Mexico has now entered into Phase 3 of the coronavirus lockdown, the highest level mandated by the government as the spread of the virus intensifies, with nonessential businesses shuttered and social distancing measures and movement restrictions in place until May 30.

Cases have soared in Mexico, to 16,752 as of Wednesday, from barely 1,000 at the start of April. It’s the fourth highest case count in Latin America behind Brazil (74,493), Peru (33,931), and Ecuador (24,258), according to Johns Hopkins University. Mexico’s death toll of 1,569 is second only to Brazil’s 5,158 in Latin America.

But officials have suggested the true number could be many times that; some private hospitals in Mexico City have reportedly reached capacity, and have had to turn away patients due to a lack of ventilators.

### Brief 1
Answer from the passage about Mexico's coronavirus outbreak:
(a) Until what date are the Phase 3 movement restrictions in place?
(b) What was Mexico's case count as of Wednesday?
(c) What shortage has led some private hospitals in Mexico City to turn away patients?
### Brief 2
Name every country mentioned in the passage about Mexico's coronavirus outbreak.
Rely only on the passage about Mexico's coronavirus outbreak.

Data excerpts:
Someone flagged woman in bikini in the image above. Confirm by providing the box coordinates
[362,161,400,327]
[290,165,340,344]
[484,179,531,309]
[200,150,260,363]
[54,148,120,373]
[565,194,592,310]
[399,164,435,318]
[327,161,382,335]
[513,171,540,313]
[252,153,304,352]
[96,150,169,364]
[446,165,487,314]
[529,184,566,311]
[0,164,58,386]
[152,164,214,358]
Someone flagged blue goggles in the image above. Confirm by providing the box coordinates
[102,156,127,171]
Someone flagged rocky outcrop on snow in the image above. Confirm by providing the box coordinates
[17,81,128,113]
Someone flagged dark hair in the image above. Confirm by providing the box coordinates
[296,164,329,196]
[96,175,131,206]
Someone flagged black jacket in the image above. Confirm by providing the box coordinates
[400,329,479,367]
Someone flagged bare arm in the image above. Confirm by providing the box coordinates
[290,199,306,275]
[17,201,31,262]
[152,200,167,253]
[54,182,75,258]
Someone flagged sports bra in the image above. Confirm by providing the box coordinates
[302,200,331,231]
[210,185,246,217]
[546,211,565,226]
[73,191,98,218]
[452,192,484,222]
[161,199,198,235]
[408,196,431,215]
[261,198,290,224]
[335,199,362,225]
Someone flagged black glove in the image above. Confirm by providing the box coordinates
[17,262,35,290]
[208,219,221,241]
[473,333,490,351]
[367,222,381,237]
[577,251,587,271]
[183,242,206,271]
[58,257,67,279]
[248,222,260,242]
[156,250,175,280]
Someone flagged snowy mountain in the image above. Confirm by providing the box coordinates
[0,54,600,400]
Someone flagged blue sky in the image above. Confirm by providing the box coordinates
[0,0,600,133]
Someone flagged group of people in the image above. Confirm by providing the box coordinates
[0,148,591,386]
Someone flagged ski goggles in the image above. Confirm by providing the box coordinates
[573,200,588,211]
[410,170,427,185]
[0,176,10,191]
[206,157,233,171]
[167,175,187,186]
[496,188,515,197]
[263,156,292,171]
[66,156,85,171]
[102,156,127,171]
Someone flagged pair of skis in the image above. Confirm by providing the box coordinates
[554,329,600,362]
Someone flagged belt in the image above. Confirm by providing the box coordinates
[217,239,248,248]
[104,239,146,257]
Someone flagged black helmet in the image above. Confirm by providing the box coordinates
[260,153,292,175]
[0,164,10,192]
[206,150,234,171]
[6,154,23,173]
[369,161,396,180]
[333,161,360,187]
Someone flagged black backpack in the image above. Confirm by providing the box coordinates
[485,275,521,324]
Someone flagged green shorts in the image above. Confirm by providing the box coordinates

### Exercise output 1
(a) May 30
(b) 16,752
(c) A lack of ventilators

### Exercise output 2
Mexico, Brazil, Peru, Ecuador